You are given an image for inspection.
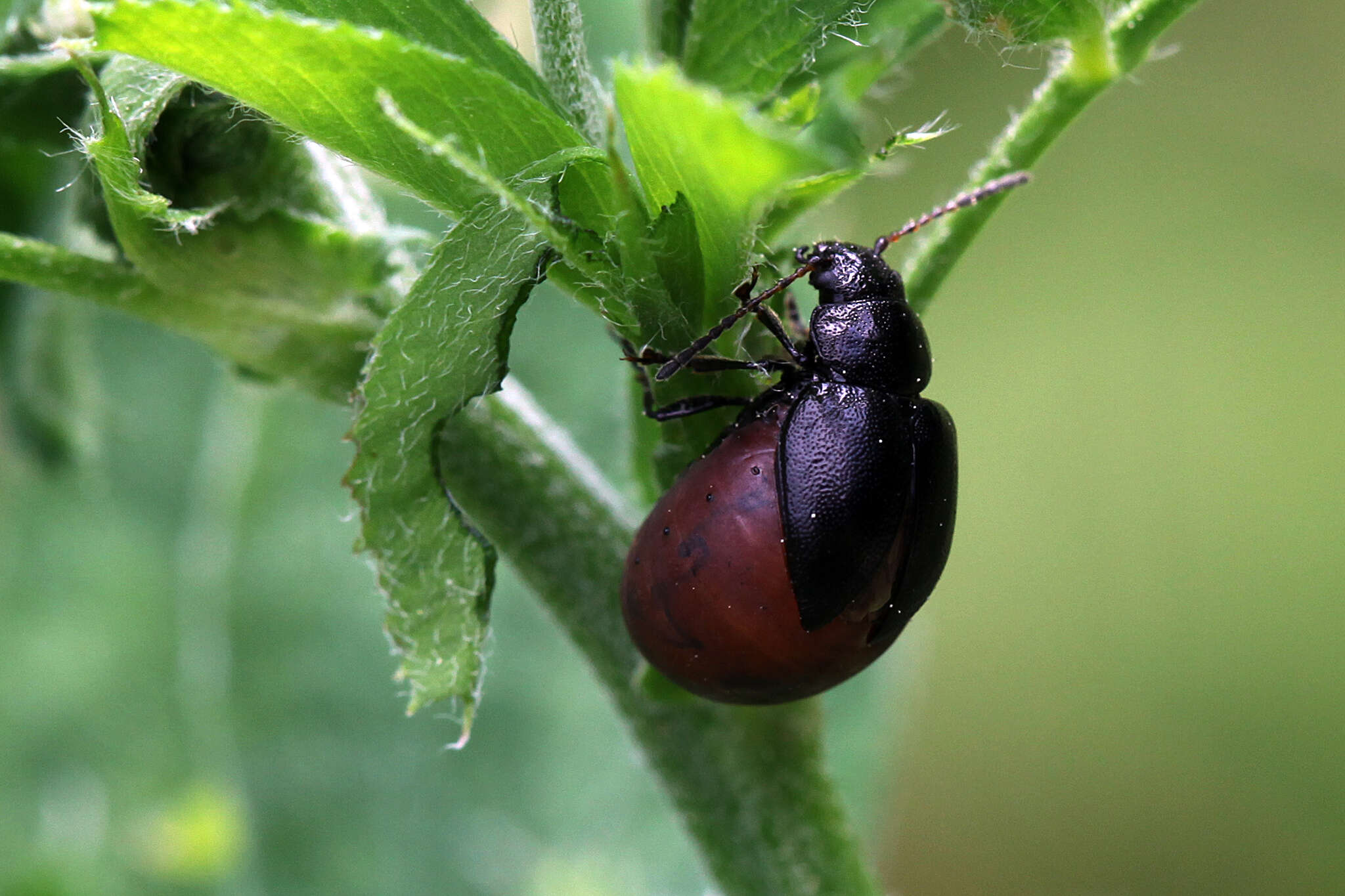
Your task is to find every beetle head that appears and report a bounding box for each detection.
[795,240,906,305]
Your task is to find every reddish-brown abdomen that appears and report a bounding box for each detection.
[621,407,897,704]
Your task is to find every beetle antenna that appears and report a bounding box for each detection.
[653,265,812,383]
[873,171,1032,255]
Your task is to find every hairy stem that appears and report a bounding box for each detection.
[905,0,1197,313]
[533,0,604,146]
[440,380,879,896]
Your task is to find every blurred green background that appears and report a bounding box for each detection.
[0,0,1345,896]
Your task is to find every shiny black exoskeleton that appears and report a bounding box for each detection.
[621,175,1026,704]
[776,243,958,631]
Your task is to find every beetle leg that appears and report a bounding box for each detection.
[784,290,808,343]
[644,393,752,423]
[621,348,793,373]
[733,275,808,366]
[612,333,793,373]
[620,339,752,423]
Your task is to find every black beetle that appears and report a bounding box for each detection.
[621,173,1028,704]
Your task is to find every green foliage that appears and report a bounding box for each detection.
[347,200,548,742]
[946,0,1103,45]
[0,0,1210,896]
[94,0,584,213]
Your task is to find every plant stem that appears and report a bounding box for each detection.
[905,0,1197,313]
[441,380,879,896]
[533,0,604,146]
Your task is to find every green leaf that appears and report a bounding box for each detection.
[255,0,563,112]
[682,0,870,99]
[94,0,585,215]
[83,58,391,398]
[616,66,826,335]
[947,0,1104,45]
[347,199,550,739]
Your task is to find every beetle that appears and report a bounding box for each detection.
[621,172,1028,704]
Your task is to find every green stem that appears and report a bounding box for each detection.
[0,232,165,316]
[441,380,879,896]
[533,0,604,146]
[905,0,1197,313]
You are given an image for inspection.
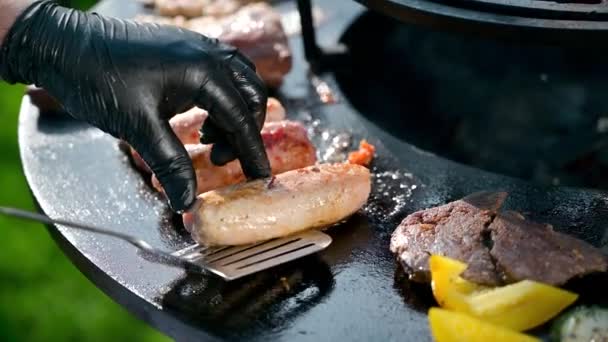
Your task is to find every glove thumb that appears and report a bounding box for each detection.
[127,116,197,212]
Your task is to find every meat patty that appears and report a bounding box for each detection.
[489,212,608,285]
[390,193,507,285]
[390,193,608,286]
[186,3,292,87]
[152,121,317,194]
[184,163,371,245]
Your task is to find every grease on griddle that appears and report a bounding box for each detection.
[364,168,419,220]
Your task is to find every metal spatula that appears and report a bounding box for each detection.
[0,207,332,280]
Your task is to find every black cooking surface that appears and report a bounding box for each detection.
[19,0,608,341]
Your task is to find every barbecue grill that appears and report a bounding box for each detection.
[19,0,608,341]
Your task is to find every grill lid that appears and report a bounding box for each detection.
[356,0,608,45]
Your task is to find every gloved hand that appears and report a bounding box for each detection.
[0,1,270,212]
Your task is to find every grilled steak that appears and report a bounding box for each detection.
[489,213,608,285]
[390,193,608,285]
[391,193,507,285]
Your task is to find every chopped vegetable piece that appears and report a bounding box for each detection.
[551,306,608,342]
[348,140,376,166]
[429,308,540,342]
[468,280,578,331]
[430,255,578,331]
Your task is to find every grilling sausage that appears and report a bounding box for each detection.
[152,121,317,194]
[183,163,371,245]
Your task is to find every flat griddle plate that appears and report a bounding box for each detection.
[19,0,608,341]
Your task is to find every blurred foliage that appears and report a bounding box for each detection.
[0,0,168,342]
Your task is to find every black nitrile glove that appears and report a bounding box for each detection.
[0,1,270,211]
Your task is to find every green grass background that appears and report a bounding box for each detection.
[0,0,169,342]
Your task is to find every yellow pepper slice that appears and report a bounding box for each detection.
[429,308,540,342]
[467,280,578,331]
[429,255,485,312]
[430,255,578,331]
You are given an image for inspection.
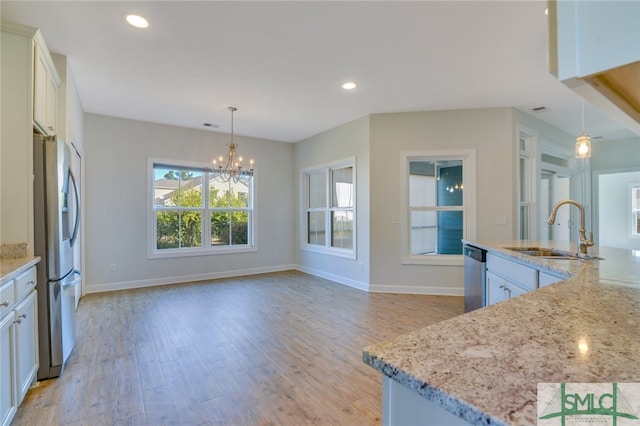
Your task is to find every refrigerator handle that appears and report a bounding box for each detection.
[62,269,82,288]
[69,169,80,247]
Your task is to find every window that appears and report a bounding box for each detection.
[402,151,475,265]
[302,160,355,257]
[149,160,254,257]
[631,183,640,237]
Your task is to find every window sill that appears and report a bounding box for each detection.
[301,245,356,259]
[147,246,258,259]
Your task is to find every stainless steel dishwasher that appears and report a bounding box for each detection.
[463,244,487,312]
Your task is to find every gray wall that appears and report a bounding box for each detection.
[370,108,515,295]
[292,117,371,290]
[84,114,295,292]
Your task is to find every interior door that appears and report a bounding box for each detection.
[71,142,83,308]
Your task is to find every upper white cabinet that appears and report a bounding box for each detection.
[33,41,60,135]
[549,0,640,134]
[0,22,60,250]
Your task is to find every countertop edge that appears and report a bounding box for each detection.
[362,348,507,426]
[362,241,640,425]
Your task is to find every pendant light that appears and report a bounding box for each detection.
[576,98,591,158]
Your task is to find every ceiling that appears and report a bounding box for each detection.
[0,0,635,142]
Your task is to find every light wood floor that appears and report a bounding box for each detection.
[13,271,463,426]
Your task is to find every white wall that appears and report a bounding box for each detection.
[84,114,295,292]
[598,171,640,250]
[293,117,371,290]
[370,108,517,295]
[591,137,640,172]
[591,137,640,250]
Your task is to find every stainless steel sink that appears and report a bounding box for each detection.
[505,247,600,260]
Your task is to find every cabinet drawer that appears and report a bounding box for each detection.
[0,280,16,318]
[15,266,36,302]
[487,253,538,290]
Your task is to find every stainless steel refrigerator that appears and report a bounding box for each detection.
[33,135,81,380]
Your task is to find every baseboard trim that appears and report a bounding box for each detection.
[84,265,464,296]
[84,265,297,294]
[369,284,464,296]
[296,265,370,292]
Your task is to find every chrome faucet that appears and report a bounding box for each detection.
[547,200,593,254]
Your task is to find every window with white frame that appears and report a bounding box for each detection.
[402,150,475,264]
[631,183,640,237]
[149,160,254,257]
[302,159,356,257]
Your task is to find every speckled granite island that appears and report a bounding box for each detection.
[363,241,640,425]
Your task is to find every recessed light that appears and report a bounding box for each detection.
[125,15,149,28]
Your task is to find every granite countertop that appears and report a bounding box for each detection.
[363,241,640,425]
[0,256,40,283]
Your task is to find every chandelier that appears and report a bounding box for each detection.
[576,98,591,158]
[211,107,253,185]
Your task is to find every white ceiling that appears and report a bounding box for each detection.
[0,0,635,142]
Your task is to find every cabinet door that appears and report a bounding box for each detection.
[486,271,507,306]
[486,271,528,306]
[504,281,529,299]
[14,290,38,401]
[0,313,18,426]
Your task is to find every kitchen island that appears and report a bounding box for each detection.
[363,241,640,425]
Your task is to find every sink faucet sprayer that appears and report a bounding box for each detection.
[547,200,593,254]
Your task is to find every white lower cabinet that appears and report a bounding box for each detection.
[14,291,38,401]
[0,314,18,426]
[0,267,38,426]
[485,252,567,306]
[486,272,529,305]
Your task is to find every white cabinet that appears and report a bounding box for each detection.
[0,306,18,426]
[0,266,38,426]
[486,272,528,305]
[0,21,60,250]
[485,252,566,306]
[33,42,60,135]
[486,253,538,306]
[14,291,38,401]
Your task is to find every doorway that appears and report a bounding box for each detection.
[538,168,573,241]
··········
▶ WHAT THE TASK REQUIRES: Format every one of the items above as a Markdown table with columns "Row" and "Line", giving each line its own numbered row and skipping blank lines. Leave the pictures out.

▶ CORRECT RESULT:
| Row | Line |
|---|---|
| 1 | You are given an image for inspection. |
| 2 | Your task is to find every beetle head that appears and report a bounding box for each detection. |
| 3 | [795,240,906,305] |
| 4 | Your task is to find every reddish-brown abdomen that appears and report a bounding box for each detection. |
| 5 | [621,407,897,704] |
| 6 | Your task is to find every beetle antenna that appears and report a bounding box for each detection. |
| 7 | [653,265,812,383] |
| 8 | [873,171,1032,255] |
| 9 | Your task is to find every hairy stem that appears and report a bounding box for each detection. |
| 10 | [905,0,1197,313] |
| 11 | [533,0,604,146] |
| 12 | [440,380,879,896] |
| 13 | Your task is to find every blurred green background that appears and report a bounding box for each detection. |
| 14 | [0,0,1345,896] |
| 15 | Your task is to find every shiny black exoskeleton that appears and report a bounding box for each detection. |
| 16 | [621,175,1026,704] |
| 17 | [776,243,958,631] |
| 18 | Your task is to find every beetle leg that appears and report a bounding box for each detection. |
| 19 | [784,290,808,343] |
| 20 | [644,393,752,423] |
| 21 | [621,348,793,373] |
| 22 | [733,275,808,366] |
| 23 | [612,333,793,373] |
| 24 | [620,339,752,423] |
| 25 | Your task is to find every black beetle that appears and report a bounding box for each detection. |
| 26 | [621,173,1028,704] |
| 27 | Your task is to find every green foliage that appears and report a bounding box for each detection. |
| 28 | [347,200,548,742] |
| 29 | [946,0,1103,45] |
| 30 | [0,0,1210,896] |
| 31 | [94,0,584,213] |
| 32 | Your task is to find every plant stem that appears and report a bounding box for each detection. |
| 33 | [905,0,1197,313] |
| 34 | [441,380,879,896] |
| 35 | [533,0,604,146] |
| 36 | Your task is to find every green leaf that appears and report a bounding box for each detection. |
| 37 | [255,0,563,112] |
| 38 | [682,0,870,99] |
| 39 | [94,0,585,215] |
| 40 | [83,58,391,398] |
| 41 | [616,66,826,335] |
| 42 | [947,0,1104,45] |
| 43 | [347,199,550,739] |
| 44 | Your task is to find every beetle that appears and report a bounding box for each detection. |
| 45 | [621,172,1028,704] |
| 46 | Your task is to find every green stem that appears and report a bounding box for each detection. |
| 47 | [0,232,165,316] |
| 48 | [441,380,879,896] |
| 49 | [533,0,604,146] |
| 50 | [905,0,1197,313] |
| 51 | You are given an image for inspection. |
| 52 | Your task is to find every glove thumb that appears and report a bounding box for each detection. |
| 53 | [127,116,197,212] |
| 54 | Your task is to find every meat patty that appears and report a bounding box for each detection. |
| 55 | [489,212,608,285] |
| 56 | [390,193,507,285] |
| 57 | [390,193,608,286] |
| 58 | [186,3,292,87] |
| 59 | [152,121,317,194] |
| 60 | [184,163,371,245] |
| 61 | Your task is to find every grease on griddle that appears and report a bounding box for each detection. |
| 62 | [364,168,419,220] |
| 63 | Your task is to find every metal spatula that appears and report a bounding box for each detection. |
| 64 | [0,207,332,280] |
| 65 | Your task is to find every black cooking surface that appears and report a bounding box for each detection. |
| 66 | [19,0,608,341] |
| 67 | Your task is to find every barbecue grill that appears and report a bounding box for each detection. |
| 68 | [19,0,608,341] |
| 69 | Your task is to find every grill lid that appears and report a bounding box for each detection. |
| 70 | [356,0,608,45] |
| 71 | Your task is to find every gloved hand that appears and report a bounding box for each detection. |
| 72 | [0,1,270,212] |
| 73 | Your task is to find every grilled steak that appears and report a bounding box for each detection. |
| 74 | [489,213,608,285] |
| 75 | [390,193,608,285] |
| 76 | [391,193,507,285] |
| 77 | Your task is to find every chopped vegetable piece that appears and report a bounding box for each detection. |
| 78 | [551,306,608,342] |
| 79 | [348,140,376,166] |
| 80 | [429,308,540,342] |
| 81 | [468,280,578,331] |
| 82 | [430,255,578,331] |
| 83 | Your task is to find every grilling sausage that appears and report a bounding box for each detection. |
| 84 | [152,121,317,194] |
| 85 | [183,163,371,245] |
| 86 | Your task is to find every flat griddle plate that appears and report a bounding box for each detection. |
| 87 | [19,0,608,341] |
| 88 | Your task is to find every blurred foliage that appears and report a bounding box for each detection. |
| 89 | [0,0,168,342] |
| 90 | Your task is to find every black nitrile glove that appears and report a bounding box for each detection. |
| 91 | [0,1,270,211] |
| 92 | Your task is to find every green grass background that appears and report a bounding box for each detection. |
| 93 | [0,0,169,342] |
| 94 | Your task is to find every yellow pepper slice that appears and report a bounding box for each detection. |
| 95 | [429,308,540,342] |
| 96 | [467,280,578,331] |
| 97 | [429,255,485,312] |
| 98 | [430,255,578,331] |
| 99 | You are given an image for inspection. |
| 100 | Your task is to find every refrigerator handle that appears and report a bounding box for each detection. |
| 101 | [62,269,82,288] |
| 102 | [69,169,80,247] |
| 103 | Your task is to find every window that appears and report a bounding box for each detection. |
| 104 | [402,151,475,265] |
| 105 | [302,160,355,257] |
| 106 | [149,160,254,257] |
| 107 | [631,183,640,237] |
| 108 | Your task is to find every window sill that appears and report a bounding box for each detection. |
| 109 | [301,245,356,259] |
| 110 | [147,246,258,259] |
| 111 | Your task is to find every stainless steel dishwasher that appears and report a bounding box for each detection. |
| 112 | [463,244,487,312] |
| 113 | Your task is to find every gray wall that appears and report a bounding box for each detection. |
| 114 | [370,108,515,295] |
| 115 | [292,117,371,290] |
| 116 | [84,114,295,292] |
| 117 | Your task is to find every interior door that appears and report a bounding box for each detection. |
| 118 | [71,142,83,308] |
| 119 | Your task is to find every upper white cabinet that appears and report a bounding box for each detection. |
| 120 | [33,41,60,135] |
| 121 | [549,0,640,134] |
| 122 | [0,22,60,250] |
| 123 | Your task is to find every countertop edge that appears and report a bounding box for each detection. |
| 124 | [362,348,507,426] |
| 125 | [362,241,640,425] |
| 126 | Your task is to find every pendant light that appears and report a bounding box for each detection. |
| 127 | [576,98,591,158] |
| 128 | Your task is to find every ceiling that appears and report a bounding box for each detection. |
| 129 | [0,0,635,142] |
| 130 | Your task is to find every light wood floor that appears and report a bounding box for each detection. |
| 131 | [13,271,463,426] |
| 132 | Your task is to find every white wall that appears and report a bounding box for each detection. |
| 133 | [84,114,295,292] |
| 134 | [598,171,640,250] |
| 135 | [293,117,371,290] |
| 136 | [370,108,517,295] |
| 137 | [591,137,640,172] |
| 138 | [591,137,640,250] |
| 139 | Your task is to find every stainless steel sink that appears and report a bounding box for each detection. |
| 140 | [505,247,600,260] |
| 141 | Your task is to find every cabinet drawer that appears and report a bounding box for each detection. |
| 142 | [0,280,16,318] |
| 143 | [15,266,36,302] |
| 144 | [487,253,538,290] |
| 145 | Your task is to find every stainless steel refrigerator that appears and report a bounding box for each detection. |
| 146 | [33,135,81,380] |
| 147 | Your task is to find every baseboard trim that appears and report a bounding box for each detection. |
| 148 | [84,265,464,296] |
| 149 | [84,265,297,294] |
| 150 | [369,284,464,296] |
| 151 | [296,265,370,292] |
| 152 | Your task is to find every chrome faucet that appears and report a bounding box for each detection. |
| 153 | [547,200,593,254] |
| 154 | Your task is to find every window with white frame that appears and report a bounding box for each detection. |
| 155 | [402,150,475,264] |
| 156 | [631,183,640,237] |
| 157 | [149,160,254,257] |
| 158 | [302,159,356,257] |
| 159 | Your task is to find every speckled granite island that appears and report a bounding box for each detection. |
| 160 | [363,241,640,425] |
| 161 | Your task is to find every recessed light that appears and report a bounding box for each detection. |
| 162 | [125,15,149,28] |
| 163 | Your task is to find every granite countertop that appears and report a bounding box for each detection. |
| 164 | [363,241,640,425] |
| 165 | [0,256,40,283] |
| 166 | Your task is to find every chandelier that appears and report a bounding box for each detection. |
| 167 | [576,98,591,158] |
| 168 | [211,107,253,185] |
| 169 | Your task is to find every white ceiling that appears and report a bounding box for each detection. |
| 170 | [0,0,635,142] |
| 171 | Your task is to find every cabinet door that appears and report a bounding box for each detection. |
| 172 | [486,271,507,306] |
| 173 | [486,271,528,306] |
| 174 | [504,281,529,299] |
| 175 | [14,290,38,401] |
| 176 | [0,313,18,426] |
| 177 | Your task is to find every kitchen island that appears and report a bounding box for each detection. |
| 178 | [363,241,640,425] |
| 179 | Your task is to find every sink faucet sprayer that appears and report a bounding box for each detection. |
| 180 | [547,200,593,254] |
| 181 | Your task is to find every white lower cabinet that appears and report a bounding box for each detection. |
| 182 | [14,291,38,401] |
| 183 | [0,314,18,426] |
| 184 | [0,267,38,426] |
| 185 | [485,252,567,306] |
| 186 | [486,272,529,305] |
| 187 | Your task is to find every white cabinet that appears and report a bounding box for each detection. |
| 188 | [0,306,18,426] |
| 189 | [0,266,38,426] |
| 190 | [486,272,528,305] |
| 191 | [0,21,60,250] |
| 192 | [485,252,566,306] |
| 193 | [33,42,60,135] |
| 194 | [486,253,538,306] |
| 195 | [14,291,38,401] |
| 196 | Your task is to find every doorway that appears and report a bounding box for each detection. |
| 197 | [538,168,573,241] |